- [Rows for bounding box labeling]:

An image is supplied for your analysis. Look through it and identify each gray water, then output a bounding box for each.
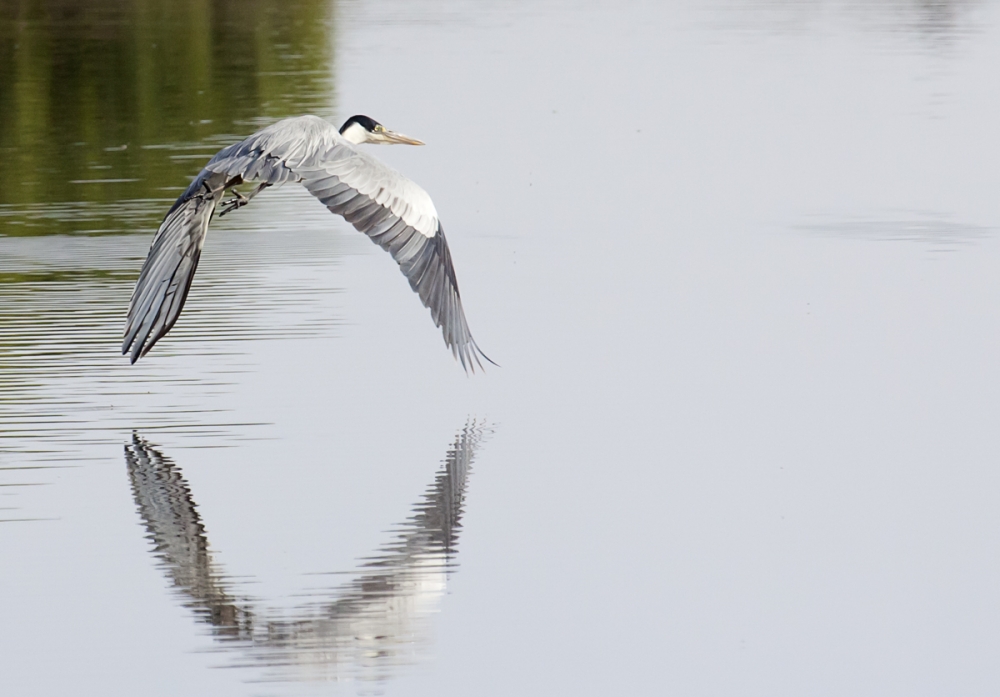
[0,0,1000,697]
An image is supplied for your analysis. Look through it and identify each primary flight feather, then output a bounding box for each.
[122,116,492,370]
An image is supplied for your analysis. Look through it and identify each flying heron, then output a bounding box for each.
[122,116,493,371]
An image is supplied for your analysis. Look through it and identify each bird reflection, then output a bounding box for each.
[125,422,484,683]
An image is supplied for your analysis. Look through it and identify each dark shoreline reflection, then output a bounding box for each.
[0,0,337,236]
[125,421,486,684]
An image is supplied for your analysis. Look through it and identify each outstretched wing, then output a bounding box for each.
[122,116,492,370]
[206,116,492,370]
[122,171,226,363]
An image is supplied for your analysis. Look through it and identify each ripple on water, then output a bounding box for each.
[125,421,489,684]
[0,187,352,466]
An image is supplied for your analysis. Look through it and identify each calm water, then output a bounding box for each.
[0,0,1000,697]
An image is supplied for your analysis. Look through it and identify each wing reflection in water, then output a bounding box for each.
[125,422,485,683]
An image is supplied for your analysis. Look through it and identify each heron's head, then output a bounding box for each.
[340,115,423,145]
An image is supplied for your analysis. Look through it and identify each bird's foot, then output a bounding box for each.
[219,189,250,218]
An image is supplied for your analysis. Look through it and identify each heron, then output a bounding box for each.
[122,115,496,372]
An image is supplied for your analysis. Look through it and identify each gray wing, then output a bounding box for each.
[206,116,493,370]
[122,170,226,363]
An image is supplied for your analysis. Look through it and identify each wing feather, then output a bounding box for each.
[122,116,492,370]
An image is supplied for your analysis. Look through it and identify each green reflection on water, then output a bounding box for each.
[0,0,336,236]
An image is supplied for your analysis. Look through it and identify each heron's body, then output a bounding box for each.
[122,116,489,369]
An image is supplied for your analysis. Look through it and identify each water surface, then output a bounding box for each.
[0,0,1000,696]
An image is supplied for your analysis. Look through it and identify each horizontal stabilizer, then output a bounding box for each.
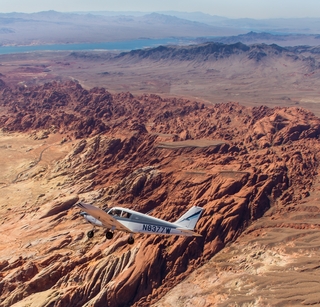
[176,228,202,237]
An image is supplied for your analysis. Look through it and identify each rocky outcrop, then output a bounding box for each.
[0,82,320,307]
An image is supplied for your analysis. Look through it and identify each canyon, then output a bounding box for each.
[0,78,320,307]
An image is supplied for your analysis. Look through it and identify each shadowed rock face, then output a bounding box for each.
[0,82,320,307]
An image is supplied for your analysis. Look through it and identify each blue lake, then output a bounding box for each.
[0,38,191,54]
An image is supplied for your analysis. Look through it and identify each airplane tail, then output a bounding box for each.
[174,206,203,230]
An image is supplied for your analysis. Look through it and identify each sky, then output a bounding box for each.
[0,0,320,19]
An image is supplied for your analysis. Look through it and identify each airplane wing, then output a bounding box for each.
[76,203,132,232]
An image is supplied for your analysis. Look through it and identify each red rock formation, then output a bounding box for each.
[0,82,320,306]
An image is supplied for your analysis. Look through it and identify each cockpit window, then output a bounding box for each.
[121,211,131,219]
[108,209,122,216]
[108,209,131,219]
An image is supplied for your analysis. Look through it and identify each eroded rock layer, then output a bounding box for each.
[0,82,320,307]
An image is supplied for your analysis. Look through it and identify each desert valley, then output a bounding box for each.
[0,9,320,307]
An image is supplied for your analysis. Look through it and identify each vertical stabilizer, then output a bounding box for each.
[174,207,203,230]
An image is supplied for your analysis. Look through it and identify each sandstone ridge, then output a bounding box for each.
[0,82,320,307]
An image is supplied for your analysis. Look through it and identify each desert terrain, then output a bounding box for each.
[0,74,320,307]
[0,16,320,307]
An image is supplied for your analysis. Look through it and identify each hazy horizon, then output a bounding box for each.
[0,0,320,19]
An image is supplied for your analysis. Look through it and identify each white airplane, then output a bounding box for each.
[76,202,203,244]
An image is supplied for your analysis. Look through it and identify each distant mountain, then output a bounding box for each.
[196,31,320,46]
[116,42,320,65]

- [PROBLEM]:
Can you write out the rows again, requests included, starting with the first row and going on through the line with "[122,116,493,371]", with every bounding box coordinate in the answers multiplied by 2.55 and rounded to a whole number, halves rounded up? Leave the pictures out.

- [SOLUTION]:
An image is supplied for your analysis. Look through it and identify each gray water, then output a bounding box for each.
[0,0,2550,1777]
An image is supplied for your analysis. Look through it and identify each primary flight feather, then output a bounding box for each.
[311,296,1255,944]
An image is supplied for your analysis. Look through it and identify each flying heron, then output a bounding box for each.
[311,296,1257,946]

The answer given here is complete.